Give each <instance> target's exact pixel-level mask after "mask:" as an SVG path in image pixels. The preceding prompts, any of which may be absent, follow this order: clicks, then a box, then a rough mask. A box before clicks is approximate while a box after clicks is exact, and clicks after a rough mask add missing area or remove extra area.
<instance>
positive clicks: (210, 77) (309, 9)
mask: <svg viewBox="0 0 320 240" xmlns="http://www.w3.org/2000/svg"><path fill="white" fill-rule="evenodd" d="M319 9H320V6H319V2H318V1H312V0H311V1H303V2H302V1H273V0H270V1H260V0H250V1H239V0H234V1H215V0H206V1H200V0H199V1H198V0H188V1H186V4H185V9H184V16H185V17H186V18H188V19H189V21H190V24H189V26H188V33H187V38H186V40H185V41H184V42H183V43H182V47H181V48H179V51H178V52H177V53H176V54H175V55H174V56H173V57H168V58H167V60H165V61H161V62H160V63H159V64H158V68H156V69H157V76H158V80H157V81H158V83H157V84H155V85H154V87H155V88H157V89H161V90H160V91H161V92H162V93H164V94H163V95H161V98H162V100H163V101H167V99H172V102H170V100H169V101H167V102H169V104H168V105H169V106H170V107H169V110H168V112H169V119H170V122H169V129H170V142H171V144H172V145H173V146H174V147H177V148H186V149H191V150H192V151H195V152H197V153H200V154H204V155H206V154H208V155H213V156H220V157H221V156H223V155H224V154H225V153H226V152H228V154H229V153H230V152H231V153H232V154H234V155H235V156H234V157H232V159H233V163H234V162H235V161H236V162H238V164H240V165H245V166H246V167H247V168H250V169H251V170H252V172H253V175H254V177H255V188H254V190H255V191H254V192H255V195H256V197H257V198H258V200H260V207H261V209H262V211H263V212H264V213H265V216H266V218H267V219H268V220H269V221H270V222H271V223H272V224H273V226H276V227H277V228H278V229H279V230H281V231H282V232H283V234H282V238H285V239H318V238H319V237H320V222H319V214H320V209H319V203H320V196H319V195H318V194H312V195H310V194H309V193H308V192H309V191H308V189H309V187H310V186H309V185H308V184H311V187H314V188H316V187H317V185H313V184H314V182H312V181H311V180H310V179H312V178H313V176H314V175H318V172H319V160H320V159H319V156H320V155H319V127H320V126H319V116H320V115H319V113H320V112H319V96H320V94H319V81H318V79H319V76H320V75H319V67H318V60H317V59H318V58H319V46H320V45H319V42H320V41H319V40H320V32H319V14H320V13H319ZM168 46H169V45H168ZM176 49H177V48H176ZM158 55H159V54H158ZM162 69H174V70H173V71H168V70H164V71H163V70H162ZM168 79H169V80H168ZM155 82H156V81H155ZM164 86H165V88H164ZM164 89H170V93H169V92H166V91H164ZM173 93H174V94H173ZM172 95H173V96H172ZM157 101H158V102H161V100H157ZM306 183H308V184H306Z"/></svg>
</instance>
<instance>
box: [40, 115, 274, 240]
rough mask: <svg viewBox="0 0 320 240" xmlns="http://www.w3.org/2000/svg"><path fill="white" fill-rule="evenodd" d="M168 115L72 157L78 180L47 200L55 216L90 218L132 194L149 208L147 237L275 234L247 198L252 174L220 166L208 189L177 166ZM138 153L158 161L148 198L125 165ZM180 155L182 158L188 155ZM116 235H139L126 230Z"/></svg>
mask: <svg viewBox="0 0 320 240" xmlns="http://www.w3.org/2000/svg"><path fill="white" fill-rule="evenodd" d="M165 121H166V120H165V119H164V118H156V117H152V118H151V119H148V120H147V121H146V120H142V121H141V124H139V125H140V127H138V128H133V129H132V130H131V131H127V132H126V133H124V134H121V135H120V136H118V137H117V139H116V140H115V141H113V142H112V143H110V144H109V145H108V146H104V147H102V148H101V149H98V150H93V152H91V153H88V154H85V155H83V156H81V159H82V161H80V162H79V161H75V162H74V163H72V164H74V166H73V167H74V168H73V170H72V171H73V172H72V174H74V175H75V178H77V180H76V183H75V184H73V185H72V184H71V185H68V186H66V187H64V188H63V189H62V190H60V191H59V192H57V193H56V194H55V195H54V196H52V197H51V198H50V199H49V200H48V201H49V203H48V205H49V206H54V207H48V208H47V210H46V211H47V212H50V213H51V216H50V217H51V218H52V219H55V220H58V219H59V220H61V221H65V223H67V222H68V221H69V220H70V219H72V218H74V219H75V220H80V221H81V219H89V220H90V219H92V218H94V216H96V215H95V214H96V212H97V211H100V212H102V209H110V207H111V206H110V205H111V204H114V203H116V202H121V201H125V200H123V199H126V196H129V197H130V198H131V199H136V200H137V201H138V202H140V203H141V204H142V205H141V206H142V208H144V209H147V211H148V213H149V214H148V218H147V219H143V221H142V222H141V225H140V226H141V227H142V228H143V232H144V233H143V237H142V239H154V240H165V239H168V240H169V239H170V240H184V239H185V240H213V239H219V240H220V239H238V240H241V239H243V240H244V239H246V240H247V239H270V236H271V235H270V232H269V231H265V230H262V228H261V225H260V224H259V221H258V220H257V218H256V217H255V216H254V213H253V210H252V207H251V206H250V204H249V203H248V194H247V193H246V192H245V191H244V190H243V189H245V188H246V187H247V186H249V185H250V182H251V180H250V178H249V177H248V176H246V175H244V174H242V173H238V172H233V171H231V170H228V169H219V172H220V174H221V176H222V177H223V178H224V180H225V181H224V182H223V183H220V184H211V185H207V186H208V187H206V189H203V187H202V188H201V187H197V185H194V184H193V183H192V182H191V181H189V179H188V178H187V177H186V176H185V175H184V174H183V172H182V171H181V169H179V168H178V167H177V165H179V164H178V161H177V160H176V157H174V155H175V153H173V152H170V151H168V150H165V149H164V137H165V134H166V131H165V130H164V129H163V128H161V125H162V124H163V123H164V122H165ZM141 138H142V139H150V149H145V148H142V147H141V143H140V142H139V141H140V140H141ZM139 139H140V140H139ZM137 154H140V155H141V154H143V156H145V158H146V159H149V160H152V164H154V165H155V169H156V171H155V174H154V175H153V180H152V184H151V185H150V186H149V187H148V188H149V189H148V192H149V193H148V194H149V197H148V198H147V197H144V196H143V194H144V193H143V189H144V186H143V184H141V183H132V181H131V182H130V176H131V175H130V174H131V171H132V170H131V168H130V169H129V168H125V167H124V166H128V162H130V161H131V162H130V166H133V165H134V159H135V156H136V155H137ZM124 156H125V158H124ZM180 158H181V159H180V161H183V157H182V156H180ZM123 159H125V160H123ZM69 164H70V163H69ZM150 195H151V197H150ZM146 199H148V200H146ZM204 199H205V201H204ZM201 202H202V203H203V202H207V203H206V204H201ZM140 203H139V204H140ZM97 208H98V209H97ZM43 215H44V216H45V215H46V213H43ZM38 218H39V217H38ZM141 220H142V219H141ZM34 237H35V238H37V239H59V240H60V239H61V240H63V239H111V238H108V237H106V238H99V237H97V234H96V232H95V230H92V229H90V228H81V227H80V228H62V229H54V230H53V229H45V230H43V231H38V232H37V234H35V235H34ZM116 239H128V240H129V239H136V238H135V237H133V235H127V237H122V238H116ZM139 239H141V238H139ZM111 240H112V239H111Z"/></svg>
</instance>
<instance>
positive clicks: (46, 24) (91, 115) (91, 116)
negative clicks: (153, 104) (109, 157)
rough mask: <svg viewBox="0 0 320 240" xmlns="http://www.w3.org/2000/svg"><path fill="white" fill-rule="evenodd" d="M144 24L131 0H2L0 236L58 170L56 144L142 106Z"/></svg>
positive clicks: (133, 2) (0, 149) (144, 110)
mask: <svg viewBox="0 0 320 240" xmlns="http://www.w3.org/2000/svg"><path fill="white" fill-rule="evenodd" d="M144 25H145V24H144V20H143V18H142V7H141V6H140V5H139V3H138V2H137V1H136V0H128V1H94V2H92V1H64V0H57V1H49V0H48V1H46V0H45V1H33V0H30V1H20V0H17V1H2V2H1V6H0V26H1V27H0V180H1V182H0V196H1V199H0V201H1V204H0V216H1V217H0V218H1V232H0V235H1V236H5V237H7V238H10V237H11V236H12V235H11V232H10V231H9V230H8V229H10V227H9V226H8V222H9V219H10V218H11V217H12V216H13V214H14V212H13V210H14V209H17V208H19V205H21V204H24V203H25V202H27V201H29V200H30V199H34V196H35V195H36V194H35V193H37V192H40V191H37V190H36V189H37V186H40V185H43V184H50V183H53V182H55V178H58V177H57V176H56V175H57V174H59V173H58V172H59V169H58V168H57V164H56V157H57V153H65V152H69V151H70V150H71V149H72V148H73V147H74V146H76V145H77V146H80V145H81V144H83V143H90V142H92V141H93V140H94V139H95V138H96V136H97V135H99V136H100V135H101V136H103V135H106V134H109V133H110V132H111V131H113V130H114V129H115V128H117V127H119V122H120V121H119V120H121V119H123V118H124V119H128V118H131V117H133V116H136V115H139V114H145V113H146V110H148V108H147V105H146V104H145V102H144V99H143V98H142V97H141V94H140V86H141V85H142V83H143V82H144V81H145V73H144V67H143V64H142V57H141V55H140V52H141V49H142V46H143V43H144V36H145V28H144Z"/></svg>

**About this exercise**
List each line of the listing above that contains the word "positive".

**Exercise result**
positive clicks: (210, 77) (309, 9)
positive clicks: (46, 24) (91, 115) (91, 116)
positive clicks: (133, 2) (0, 149) (144, 110)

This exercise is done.